PROMPT:
Resume the article on Wilmington's short-term rentals and tourism taxes, starting right after its last sentence.

+++ PAGE TEXT +++

Also, the city was forced to drop registration requirements last year that previously capped the amount of STR properties. The change came after the N.C. Court of Appeals sided with a couple who sued the city after they were denied an STR permit. 

Two of Giovannucci’s Airbnb listings, in a duplex located downtown, had secured permission to operate through the city’s since-defunct STR system. Now that there are no separation requirements between STRs, she said, “there’s an influx of spaces to rent so there’s more competition.”

Overall growing interest in Wilmington could be buffering the impact from the new booking options, she added. “It’s back and forth, push and pull. So dates that we definitely should have booked, or we normally would have booked, have remained empty,” she said. “But overall, we’re doing very well.”

The palatable changes are “not so much bad, as much as [they are] different,” Giovannucci said. “We’re just having confusing times on what we should anticipate.” 


In April, a two-year-long local tourism hot streak finally cooled down. 

Monthly Room Occupancy Tax (ROT) collections in New Hanover County, a percent of revenues generated by the short-term rentals of accommodations like hotels and vacation homes, were down year-over-year for the first time since February 2021. In May, the county logged another ROT dip, again down 4%, compared to May of last year (June figures aren’t available until mid-August).

Sales tax collections in New Hanover County also saw their first post-pandemic monthly year-over-year dip in May – down just 0.6%, the first decline since September 2020.

This tiny lull and other metrics could be interpreted as a sign that consumers’ voracious post-pandemic spending sprees have finally reached a plateau or summit, according to Guettabi. Market activity in the hospitality sector is hearty – and outpacing pre-pandemic levels – but the record-breaking saga could be over. 

“If you look at the numbers themselves, it’s still well above 2021; they’re still well above 2019. So I don’t want to say that it’s purely a math problem, because 2021 and 2022 were so high, that now we’re comparing to a level that’s not sustainable,” he said.

Even with the recent flattening in ROT collections in April and May, both months showed significantly higher activity than the same time period before the pandemic emerged – about 51% more in compared to 2019.

+++ GIVEN ENTRIES +++

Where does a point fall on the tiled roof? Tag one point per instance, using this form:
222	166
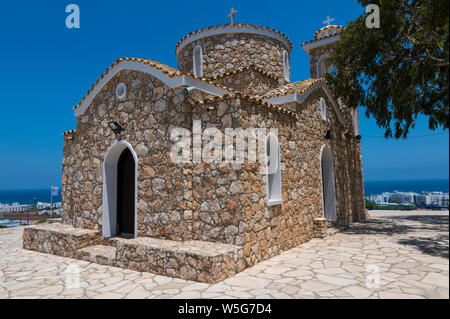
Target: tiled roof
337	28
69	132
299	87
245	68
248	26
171	72
257	100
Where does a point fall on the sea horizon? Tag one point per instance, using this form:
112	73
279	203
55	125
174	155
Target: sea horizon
371	187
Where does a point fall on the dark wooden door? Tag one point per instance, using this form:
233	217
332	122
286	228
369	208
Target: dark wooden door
125	194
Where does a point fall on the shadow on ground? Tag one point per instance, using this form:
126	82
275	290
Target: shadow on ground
428	233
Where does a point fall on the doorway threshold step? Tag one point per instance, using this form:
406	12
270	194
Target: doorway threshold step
100	254
192	260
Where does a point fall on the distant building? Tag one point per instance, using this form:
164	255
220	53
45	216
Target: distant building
402	198
432	199
411	198
13	208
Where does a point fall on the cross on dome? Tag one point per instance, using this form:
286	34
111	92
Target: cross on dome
328	20
231	15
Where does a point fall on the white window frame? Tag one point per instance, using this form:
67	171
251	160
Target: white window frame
323	108
121	87
273	173
355	117
286	66
197	60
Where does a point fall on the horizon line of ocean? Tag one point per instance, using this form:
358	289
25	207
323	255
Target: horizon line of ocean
371	187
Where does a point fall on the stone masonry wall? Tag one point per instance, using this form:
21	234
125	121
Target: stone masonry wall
209	201
314	56
270	230
248	81
147	113
231	51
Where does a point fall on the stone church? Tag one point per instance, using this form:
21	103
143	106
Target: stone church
126	201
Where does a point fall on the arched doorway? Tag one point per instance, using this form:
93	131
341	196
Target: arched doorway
328	189
119	191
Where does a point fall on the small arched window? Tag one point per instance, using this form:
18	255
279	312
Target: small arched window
355	117
273	170
197	60
323	109
286	66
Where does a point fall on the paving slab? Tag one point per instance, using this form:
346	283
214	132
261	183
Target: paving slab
394	254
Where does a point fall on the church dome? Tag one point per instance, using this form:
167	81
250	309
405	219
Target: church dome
328	31
217	50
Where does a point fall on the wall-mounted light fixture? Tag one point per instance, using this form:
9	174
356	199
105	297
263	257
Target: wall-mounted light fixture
115	127
329	135
188	90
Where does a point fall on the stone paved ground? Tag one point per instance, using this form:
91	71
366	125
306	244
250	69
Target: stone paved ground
409	249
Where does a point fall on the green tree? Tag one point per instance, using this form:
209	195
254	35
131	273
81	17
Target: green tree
397	71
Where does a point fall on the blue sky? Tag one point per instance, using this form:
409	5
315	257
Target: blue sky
47	68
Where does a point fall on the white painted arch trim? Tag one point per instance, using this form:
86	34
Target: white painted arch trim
307	47
234	29
288	98
109	218
323	56
197	60
274	194
327	147
137	66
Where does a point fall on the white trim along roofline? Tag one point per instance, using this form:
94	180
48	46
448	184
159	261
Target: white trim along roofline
314	44
288	98
233	29
171	82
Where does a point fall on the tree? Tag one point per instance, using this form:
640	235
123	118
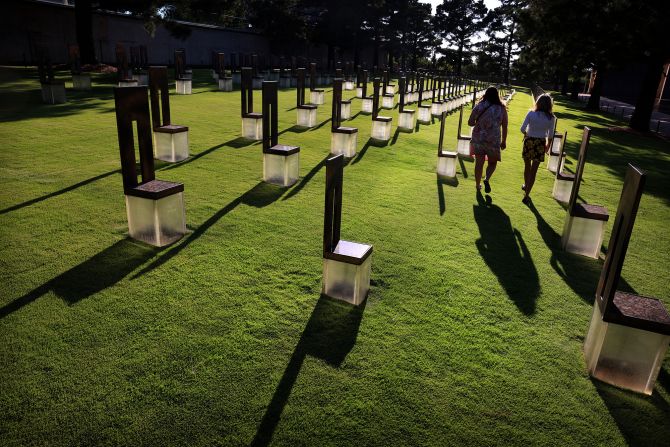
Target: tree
458	21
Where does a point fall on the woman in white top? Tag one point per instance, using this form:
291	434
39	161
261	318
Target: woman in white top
537	129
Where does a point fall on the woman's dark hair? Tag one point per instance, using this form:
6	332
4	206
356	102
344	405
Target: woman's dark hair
491	95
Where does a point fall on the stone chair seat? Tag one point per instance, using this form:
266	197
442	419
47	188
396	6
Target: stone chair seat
350	252
283	150
587	211
171	128
155	189
641	312
347	130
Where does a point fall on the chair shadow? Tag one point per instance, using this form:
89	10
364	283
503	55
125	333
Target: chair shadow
306	179
58	193
441	181
97	273
261	195
503	249
330	335
642	420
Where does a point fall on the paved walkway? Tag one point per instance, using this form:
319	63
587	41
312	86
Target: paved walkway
660	122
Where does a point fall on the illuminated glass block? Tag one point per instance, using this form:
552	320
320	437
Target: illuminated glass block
252	128
381	130
562	190
81	82
366	105
226	84
171	147
446	164
184	86
623	356
424	114
406	120
306	117
347	282
343	143
317	97
157	222
282	170
583	236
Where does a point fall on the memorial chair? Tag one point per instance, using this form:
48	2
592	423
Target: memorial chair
343	140
406	117
306	112
155	208
381	125
346	265
170	140
252	122
564	180
584	223
53	92
182	78
317	96
446	160
281	163
629	334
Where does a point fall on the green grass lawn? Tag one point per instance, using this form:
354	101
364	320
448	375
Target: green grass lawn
472	333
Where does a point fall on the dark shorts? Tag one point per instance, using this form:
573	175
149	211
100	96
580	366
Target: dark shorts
533	149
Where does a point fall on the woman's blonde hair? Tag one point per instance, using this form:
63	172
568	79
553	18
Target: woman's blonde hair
544	104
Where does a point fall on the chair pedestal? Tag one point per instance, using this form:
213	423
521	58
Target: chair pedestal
388	101
184	86
252	127
381	130
344	142
157	222
53	93
281	167
425	116
582	235
171	143
446	164
306	117
406	120
347	281
317	97
81	82
366	106
226	84
562	189
624	356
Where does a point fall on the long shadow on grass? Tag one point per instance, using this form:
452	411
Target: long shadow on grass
58	193
259	196
91	276
503	249
643	420
330	335
236	143
441	181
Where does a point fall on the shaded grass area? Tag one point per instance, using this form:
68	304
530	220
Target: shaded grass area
471	335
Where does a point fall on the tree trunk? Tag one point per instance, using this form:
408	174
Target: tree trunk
644	106
83	15
594	100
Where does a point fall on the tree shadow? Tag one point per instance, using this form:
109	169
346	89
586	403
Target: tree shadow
441	181
261	195
503	249
330	335
58	193
306	179
97	273
237	143
642	420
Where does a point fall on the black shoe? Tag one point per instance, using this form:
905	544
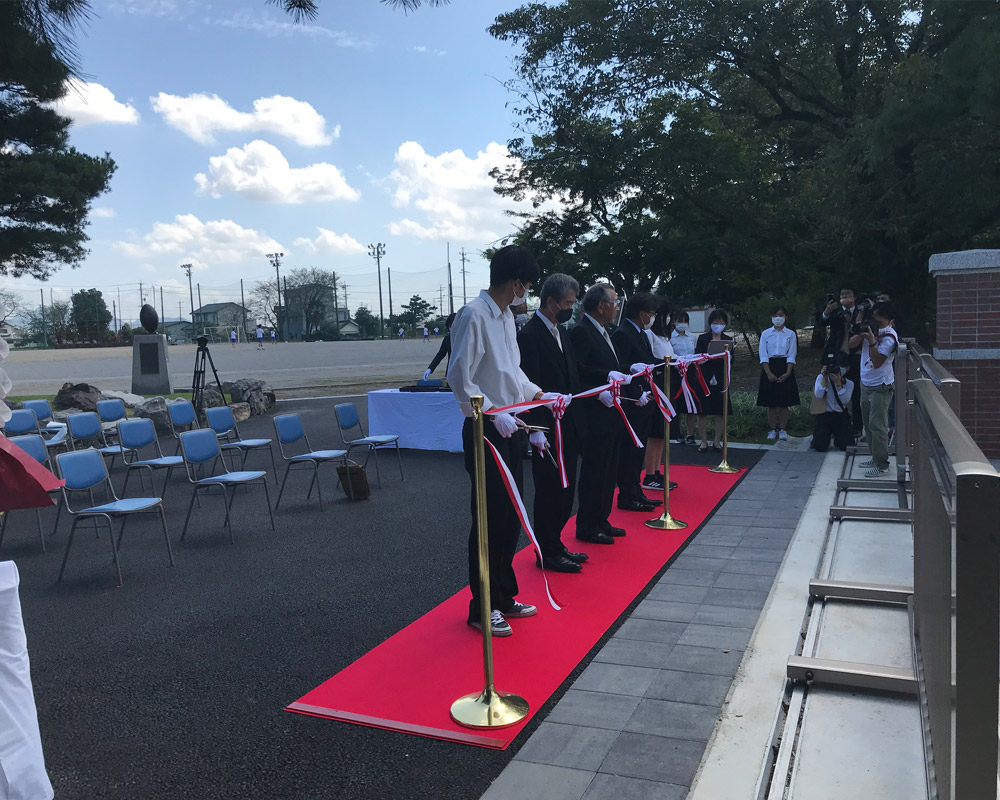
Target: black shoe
595	537
558	564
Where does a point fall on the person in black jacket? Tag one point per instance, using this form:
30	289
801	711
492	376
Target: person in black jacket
595	359
634	352
444	350
547	358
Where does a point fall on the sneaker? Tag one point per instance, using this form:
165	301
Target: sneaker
519	610
498	625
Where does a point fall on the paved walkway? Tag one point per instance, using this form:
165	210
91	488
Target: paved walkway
636	722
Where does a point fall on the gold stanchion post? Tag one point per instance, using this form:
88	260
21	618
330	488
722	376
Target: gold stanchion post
489	708
724	465
665	522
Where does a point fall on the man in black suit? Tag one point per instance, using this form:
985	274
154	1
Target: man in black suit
596	359
548	360
634	352
843	318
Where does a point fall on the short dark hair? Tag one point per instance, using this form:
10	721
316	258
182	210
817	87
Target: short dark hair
513	263
639	302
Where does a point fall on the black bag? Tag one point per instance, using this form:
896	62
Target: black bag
354	480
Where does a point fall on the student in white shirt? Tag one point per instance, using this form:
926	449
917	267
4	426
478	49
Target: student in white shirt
485	360
878	355
777	390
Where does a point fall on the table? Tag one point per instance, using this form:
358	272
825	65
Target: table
422	420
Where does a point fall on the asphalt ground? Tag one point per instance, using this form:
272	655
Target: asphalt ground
173	686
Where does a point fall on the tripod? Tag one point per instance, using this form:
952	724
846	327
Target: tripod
198	382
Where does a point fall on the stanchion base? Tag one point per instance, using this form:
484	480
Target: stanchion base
666	523
490	708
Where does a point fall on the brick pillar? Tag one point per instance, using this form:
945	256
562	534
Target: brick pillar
968	336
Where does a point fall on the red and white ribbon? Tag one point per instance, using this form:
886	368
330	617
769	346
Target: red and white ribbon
515	499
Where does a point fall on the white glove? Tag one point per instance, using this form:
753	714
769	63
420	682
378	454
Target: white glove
567	398
505	424
537	439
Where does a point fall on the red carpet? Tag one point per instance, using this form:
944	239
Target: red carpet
409	682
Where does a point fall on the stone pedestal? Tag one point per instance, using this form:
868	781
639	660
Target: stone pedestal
968	336
150	373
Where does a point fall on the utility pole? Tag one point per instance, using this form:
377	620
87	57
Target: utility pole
451	294
465	297
376	251
275	259
187	269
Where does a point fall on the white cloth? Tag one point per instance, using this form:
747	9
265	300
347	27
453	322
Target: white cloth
551	327
683	343
662	349
603	331
22	764
783	343
485	358
422	420
884	375
845	392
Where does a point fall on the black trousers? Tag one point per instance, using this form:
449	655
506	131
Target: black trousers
503	526
835	425
632	458
598	471
553	504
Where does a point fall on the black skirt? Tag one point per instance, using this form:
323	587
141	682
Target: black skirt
777	395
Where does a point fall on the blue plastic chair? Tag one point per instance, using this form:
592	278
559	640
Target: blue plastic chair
288	429
182	418
136	435
201	447
83	470
220	419
347	420
34	446
85	429
21	422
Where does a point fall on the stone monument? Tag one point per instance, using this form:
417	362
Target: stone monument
150	373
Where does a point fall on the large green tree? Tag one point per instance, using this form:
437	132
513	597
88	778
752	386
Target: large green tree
46	187
726	152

+++

RESULT OF THE TASK:
Kim Hufham, president and CEO of the Wilmington and Beaches Convention & Visitors Bureau, which is allotted a portion of ROT revenues to promote tourism, attributed the ROT decrease this spring to wet months and a travel readjustment “back to a normal pattern” as schools and workplaces have pivoted away from remote options. 

Pent-up travel demand and the lure of the area in the era of remote flexibilities drove the dramatic and record-breaking wave, according to Hufham.

She said an industry-wide leveling is anticipated for travel, and locally, she expects increases to level off through the current fiscal year. “As we are seeing a local trend back to a more normal visitation pattern, we hope to continue the upward momentum that was created during the past couple of years,” she said.

Meanwhile, Wilmington International Airport’s trends are still ascending. The airport, which has more than doubled its available routes in two years – thanks in part to the arrival of its first and second low-cost carriers that cater to leisure travelers – had a record-breaking June. Outbound passengers exceeded “any month ever recorded by 25%,” according to an ILM spokesperson.

Guettabi cited the airport traffic and latest jobs reports as metrics that show no signs of a slowdown. “There’s still inconsistent data coming from different places,” he said. 

The recent shifts in sales tax and ROT collections could be characterized as a “gradual reversion” to pre-pandemic trends, Guettabi said. 

A peak was bound to happen, Guettabi said. “It’s impossible for us to have just kept going up with no reset,” he said. “Maybe we’ve kind of gotten all the spending demons out of the way and we’re going to start behaving like we were pre-pandemic. But then again, maybe not.”